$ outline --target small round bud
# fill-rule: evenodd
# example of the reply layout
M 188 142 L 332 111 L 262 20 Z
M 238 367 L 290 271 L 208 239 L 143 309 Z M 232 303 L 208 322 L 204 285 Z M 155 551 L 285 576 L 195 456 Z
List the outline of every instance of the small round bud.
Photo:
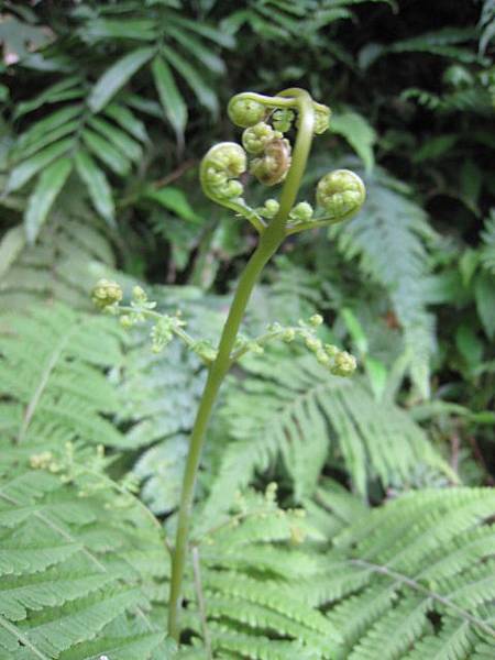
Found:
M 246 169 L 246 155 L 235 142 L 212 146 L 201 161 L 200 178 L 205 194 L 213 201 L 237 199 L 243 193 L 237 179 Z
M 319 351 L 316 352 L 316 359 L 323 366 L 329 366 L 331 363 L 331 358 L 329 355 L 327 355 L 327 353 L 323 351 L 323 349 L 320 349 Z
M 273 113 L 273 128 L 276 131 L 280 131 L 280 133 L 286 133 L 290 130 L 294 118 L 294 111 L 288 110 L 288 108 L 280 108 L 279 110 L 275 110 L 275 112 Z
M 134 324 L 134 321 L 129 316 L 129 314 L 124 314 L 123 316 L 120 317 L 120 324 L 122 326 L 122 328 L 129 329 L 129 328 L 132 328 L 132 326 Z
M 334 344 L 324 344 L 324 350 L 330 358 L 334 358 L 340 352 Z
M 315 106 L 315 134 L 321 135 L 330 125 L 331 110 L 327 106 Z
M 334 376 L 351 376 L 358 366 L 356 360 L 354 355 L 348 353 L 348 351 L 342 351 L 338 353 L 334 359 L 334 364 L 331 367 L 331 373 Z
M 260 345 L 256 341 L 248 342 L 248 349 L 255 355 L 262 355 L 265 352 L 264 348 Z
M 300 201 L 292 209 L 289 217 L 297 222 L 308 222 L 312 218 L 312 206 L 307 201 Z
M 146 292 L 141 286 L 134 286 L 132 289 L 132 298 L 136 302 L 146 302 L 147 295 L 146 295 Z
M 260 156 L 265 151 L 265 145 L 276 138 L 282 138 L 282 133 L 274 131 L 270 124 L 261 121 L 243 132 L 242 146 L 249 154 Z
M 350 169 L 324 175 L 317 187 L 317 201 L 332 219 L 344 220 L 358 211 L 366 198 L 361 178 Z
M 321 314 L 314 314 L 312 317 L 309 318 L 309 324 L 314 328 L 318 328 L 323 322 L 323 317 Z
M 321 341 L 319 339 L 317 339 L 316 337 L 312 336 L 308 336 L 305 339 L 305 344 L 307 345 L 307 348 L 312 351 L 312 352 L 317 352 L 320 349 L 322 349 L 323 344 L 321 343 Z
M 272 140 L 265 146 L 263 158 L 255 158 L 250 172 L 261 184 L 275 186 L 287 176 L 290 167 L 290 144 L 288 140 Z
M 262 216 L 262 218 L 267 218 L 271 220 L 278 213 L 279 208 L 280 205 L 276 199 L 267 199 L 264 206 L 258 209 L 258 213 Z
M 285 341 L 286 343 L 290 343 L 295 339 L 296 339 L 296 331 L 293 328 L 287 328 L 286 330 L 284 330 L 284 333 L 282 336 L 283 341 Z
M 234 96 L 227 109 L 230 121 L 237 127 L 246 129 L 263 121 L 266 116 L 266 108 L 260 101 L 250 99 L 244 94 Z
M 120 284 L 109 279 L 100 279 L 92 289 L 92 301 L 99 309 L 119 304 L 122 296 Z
--
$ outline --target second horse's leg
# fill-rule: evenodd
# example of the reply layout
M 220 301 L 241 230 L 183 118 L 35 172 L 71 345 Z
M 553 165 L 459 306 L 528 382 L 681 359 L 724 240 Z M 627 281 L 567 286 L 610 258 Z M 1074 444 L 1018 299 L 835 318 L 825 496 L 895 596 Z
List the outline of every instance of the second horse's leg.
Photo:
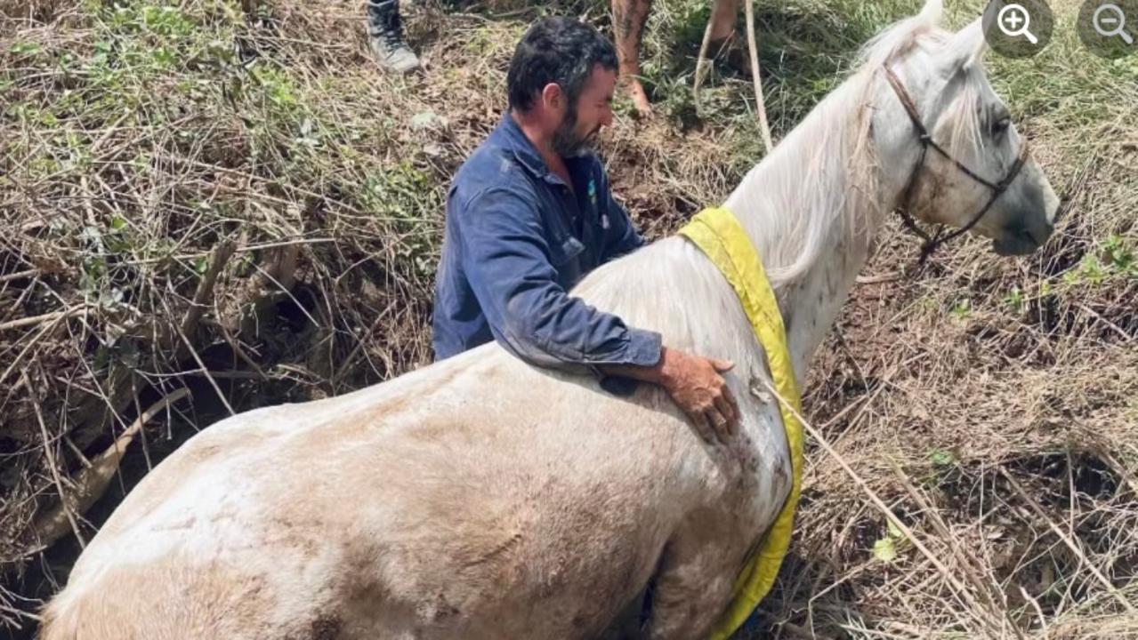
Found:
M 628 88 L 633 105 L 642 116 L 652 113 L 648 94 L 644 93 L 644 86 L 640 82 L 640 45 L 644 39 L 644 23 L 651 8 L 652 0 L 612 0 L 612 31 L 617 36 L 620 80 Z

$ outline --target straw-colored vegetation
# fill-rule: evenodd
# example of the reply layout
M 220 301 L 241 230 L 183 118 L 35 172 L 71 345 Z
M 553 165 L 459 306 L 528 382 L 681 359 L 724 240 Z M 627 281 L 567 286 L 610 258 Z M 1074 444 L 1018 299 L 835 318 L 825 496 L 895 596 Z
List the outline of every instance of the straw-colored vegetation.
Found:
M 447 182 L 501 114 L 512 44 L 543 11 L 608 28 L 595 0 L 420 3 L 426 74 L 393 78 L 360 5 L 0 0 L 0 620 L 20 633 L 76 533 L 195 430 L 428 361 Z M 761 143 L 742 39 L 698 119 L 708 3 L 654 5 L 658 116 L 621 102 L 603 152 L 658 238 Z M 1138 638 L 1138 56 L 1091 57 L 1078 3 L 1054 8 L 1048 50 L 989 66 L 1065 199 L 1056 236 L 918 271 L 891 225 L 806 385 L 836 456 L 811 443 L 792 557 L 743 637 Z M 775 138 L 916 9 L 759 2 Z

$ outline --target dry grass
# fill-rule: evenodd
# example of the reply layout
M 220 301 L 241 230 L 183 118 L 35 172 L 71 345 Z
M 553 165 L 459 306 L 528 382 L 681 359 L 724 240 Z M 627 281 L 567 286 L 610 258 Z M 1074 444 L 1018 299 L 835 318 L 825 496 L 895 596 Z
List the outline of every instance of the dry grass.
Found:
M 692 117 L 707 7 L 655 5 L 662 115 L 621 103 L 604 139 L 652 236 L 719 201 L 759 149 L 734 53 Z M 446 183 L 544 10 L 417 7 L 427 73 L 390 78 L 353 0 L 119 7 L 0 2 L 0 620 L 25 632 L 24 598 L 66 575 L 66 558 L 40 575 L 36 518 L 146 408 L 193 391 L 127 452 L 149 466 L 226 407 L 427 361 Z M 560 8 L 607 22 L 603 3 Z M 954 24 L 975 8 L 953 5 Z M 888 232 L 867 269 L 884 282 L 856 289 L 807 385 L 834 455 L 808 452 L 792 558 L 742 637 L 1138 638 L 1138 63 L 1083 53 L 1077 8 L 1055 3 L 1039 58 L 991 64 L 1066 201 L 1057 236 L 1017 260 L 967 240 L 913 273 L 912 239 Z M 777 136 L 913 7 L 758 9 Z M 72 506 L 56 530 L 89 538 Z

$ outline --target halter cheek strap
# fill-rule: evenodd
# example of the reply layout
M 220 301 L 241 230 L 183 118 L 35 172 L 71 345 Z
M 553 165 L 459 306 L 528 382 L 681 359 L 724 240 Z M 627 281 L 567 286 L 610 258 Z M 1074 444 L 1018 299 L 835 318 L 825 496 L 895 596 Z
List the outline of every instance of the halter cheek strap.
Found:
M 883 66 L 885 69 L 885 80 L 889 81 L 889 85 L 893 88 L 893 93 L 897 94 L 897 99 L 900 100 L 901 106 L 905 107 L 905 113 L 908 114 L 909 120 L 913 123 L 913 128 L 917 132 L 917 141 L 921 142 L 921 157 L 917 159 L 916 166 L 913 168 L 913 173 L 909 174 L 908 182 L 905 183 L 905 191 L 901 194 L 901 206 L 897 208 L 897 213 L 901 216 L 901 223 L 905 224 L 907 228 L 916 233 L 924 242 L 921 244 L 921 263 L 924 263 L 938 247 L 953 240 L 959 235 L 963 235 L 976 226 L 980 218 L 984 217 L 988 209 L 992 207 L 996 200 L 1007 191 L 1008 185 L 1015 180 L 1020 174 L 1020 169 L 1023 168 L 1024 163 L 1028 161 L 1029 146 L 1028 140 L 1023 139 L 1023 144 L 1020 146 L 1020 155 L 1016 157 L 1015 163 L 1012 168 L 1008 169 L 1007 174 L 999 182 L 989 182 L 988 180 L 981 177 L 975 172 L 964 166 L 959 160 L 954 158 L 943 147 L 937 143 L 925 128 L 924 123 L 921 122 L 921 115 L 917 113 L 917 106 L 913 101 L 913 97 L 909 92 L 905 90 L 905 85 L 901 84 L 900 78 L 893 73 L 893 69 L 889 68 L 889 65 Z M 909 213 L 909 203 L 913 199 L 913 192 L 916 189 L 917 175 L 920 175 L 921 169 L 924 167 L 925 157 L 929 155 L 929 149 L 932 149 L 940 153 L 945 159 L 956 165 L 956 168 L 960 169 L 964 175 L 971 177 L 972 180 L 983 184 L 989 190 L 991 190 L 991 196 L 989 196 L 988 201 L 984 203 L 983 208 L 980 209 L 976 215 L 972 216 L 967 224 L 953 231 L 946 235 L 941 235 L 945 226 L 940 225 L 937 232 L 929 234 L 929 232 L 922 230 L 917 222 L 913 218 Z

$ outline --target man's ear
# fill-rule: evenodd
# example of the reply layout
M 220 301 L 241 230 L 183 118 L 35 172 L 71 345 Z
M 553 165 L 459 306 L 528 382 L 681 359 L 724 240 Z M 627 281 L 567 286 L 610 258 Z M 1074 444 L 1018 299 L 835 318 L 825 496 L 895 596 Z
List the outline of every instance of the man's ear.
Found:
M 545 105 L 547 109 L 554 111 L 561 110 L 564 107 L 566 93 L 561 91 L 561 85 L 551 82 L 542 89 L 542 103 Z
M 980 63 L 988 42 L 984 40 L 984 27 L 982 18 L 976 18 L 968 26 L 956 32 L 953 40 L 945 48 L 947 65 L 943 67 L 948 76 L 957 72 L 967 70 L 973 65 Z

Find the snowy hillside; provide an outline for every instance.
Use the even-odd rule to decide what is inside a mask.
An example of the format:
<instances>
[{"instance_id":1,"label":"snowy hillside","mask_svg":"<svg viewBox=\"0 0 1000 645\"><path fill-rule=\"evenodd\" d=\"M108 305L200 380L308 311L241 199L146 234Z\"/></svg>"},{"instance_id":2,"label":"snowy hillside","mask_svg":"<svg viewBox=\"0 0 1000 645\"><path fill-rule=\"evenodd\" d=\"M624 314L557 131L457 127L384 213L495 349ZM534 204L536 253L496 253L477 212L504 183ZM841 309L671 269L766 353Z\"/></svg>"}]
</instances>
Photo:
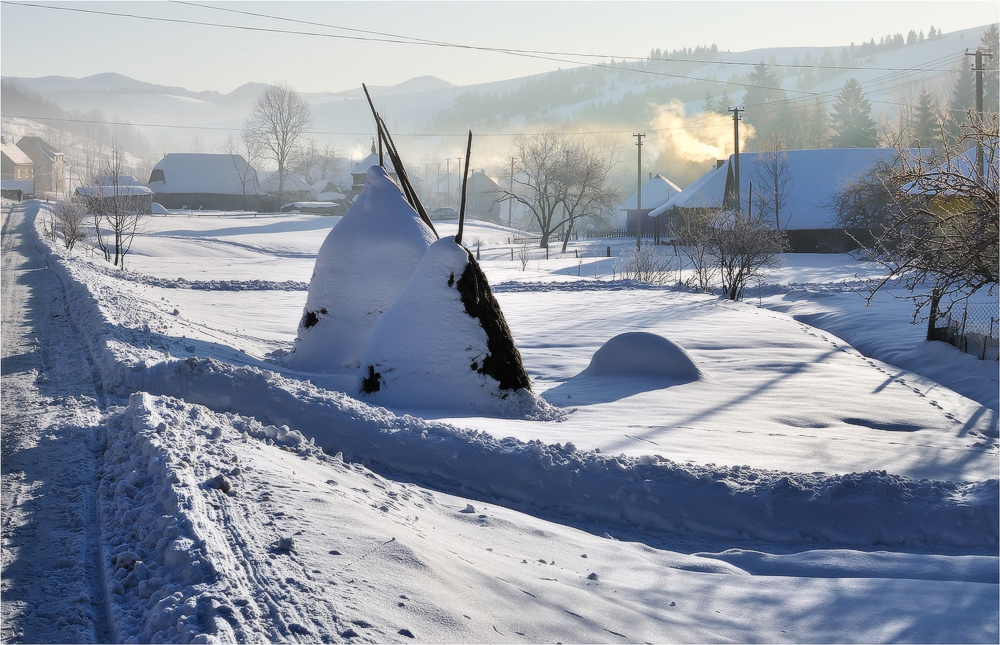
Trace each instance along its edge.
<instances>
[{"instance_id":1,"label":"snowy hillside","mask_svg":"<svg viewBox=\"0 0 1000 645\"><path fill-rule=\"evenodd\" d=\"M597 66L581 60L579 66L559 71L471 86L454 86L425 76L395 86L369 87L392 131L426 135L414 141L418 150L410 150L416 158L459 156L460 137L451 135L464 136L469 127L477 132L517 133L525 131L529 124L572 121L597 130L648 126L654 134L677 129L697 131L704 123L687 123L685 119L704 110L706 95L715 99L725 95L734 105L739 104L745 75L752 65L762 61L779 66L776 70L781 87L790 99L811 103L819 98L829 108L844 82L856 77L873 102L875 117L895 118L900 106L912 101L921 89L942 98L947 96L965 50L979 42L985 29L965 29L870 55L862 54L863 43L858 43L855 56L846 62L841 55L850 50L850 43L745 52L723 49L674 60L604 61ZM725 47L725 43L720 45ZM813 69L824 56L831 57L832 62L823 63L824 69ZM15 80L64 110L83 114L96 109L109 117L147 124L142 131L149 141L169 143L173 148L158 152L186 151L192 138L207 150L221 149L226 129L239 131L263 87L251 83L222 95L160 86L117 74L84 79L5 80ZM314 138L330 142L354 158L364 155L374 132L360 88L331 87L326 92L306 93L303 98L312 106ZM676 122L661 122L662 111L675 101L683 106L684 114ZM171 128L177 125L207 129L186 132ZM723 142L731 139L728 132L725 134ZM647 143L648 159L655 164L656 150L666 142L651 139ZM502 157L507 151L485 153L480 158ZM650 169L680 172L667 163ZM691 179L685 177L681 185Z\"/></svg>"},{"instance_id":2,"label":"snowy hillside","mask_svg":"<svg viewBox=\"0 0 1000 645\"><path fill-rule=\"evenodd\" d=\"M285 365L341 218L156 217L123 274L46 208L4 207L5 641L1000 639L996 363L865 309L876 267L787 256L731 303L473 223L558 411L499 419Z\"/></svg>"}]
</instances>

**EXERCISE**
Turn the data starting at the line that contains "--target small round bud" and ending at the line that contains "M 260 345 L" into a Markdown table with the columns Row and Line, numbering each row and skipping blank lines. Leave the pictures out.

**RESULT BELOW**
| Row | Line |
|---|---|
| 1 | $ outline --target small round bud |
| 2 | # fill-rule: evenodd |
| 3 | # example of the reply layout |
| 4 | M 188 142 L 332 111 L 262 20 Z |
| 5 | M 238 367 L 290 271 L 208 239 L 143 309 Z M 232 303 L 208 322 L 204 285 Z M 155 551 L 285 576 L 195 456 Z |
| 6 | List the outline of every instance of the small round bud. |
| 7 | Photo: |
| 8 | Found: |
| 9 | M 246 169 L 246 155 L 235 142 L 212 146 L 201 161 L 200 178 L 205 194 L 213 201 L 237 199 L 243 193 L 237 179 Z |
| 10 | M 319 351 L 316 352 L 316 359 L 323 366 L 329 366 L 331 363 L 331 358 L 329 355 L 327 355 L 327 353 L 323 351 L 323 349 L 320 349 Z |
| 11 | M 273 113 L 273 128 L 276 131 L 280 131 L 280 133 L 286 133 L 290 130 L 294 118 L 294 111 L 288 110 L 288 108 L 280 108 L 279 110 L 275 110 L 275 112 Z |
| 12 | M 134 324 L 134 321 L 129 316 L 129 314 L 124 314 L 123 316 L 120 317 L 120 324 L 122 326 L 122 328 L 129 329 L 129 328 L 132 328 L 132 326 Z |
| 13 | M 334 344 L 324 344 L 324 350 L 330 358 L 334 358 L 340 352 Z |
| 14 | M 315 106 L 315 134 L 321 135 L 330 125 L 331 110 L 327 106 Z |
| 15 | M 334 376 L 351 376 L 358 366 L 356 360 L 354 355 L 348 353 L 348 351 L 342 351 L 338 353 L 334 359 L 334 364 L 331 367 L 331 373 Z |
| 16 | M 260 345 L 256 341 L 248 342 L 248 349 L 255 355 L 262 355 L 265 352 L 264 348 Z |